Problem description: Without the pictures, retype exactly the lines from the top of the entries below through the line that contains "Pick out each instance of the leaning".

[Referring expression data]
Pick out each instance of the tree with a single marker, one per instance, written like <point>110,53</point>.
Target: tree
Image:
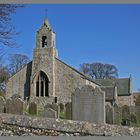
<point>7,30</point>
<point>99,70</point>
<point>17,62</point>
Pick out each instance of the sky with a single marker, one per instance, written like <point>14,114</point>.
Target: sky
<point>85,33</point>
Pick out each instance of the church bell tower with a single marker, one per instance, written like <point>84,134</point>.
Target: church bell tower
<point>43,64</point>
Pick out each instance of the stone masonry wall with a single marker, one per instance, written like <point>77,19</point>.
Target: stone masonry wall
<point>20,82</point>
<point>67,80</point>
<point>24,125</point>
<point>125,100</point>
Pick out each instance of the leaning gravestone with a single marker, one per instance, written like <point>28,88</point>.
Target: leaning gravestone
<point>33,108</point>
<point>50,113</point>
<point>15,106</point>
<point>109,113</point>
<point>88,104</point>
<point>2,104</point>
<point>68,107</point>
<point>62,108</point>
<point>125,112</point>
<point>53,106</point>
<point>117,114</point>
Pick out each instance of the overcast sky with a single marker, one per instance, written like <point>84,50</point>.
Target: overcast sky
<point>86,33</point>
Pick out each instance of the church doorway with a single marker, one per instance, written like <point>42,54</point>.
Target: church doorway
<point>42,85</point>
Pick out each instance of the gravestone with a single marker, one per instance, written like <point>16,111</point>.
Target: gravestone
<point>50,113</point>
<point>117,114</point>
<point>88,104</point>
<point>125,112</point>
<point>68,107</point>
<point>15,106</point>
<point>53,106</point>
<point>33,110</point>
<point>62,107</point>
<point>109,113</point>
<point>2,104</point>
<point>126,120</point>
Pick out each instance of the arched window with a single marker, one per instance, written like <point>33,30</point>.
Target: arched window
<point>44,42</point>
<point>42,85</point>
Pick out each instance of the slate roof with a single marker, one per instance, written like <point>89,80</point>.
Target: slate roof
<point>82,74</point>
<point>123,85</point>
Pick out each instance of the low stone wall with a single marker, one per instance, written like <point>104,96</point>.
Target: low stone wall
<point>24,125</point>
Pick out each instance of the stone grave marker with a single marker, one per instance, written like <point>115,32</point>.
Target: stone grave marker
<point>68,107</point>
<point>109,113</point>
<point>2,104</point>
<point>33,110</point>
<point>53,106</point>
<point>125,112</point>
<point>50,113</point>
<point>15,106</point>
<point>62,107</point>
<point>117,114</point>
<point>88,104</point>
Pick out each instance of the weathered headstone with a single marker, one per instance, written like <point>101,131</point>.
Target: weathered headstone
<point>109,113</point>
<point>126,120</point>
<point>125,112</point>
<point>33,110</point>
<point>68,107</point>
<point>50,113</point>
<point>88,104</point>
<point>53,106</point>
<point>62,107</point>
<point>117,114</point>
<point>2,104</point>
<point>15,106</point>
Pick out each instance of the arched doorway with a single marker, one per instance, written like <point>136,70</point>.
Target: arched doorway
<point>42,85</point>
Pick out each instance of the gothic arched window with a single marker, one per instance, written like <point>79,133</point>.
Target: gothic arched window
<point>42,85</point>
<point>44,42</point>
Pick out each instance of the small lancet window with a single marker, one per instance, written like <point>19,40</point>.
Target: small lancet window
<point>44,42</point>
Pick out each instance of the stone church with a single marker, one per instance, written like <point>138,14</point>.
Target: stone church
<point>48,78</point>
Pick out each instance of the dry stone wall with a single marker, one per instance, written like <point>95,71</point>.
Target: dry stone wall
<point>24,125</point>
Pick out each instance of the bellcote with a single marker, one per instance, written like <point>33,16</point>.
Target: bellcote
<point>45,36</point>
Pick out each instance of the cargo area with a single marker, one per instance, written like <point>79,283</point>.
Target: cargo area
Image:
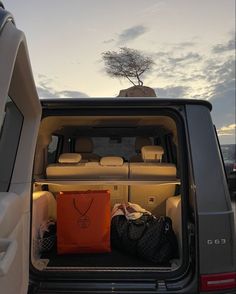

Response:
Pick out each instance of the tree with a single marker, one per instance, written like <point>110,53</point>.
Target: tree
Image:
<point>7,30</point>
<point>99,70</point>
<point>17,62</point>
Pick out each instance of the sky with a single marker, one per instance, written like <point>14,114</point>.
Target: sky
<point>85,33</point>
Pick out each instance of the church bell tower with a single marker, one per instance, written like <point>84,134</point>.
Target: church bell tower
<point>43,64</point>
Pick out each instance of the stone masonry wall with a single marker, one per instance, written like <point>77,19</point>.
Target: stone masonry wall
<point>20,82</point>
<point>67,80</point>
<point>24,125</point>
<point>125,100</point>
Pick out each instance of the leaning gravestone with a single marker, one per instance, written like <point>28,88</point>.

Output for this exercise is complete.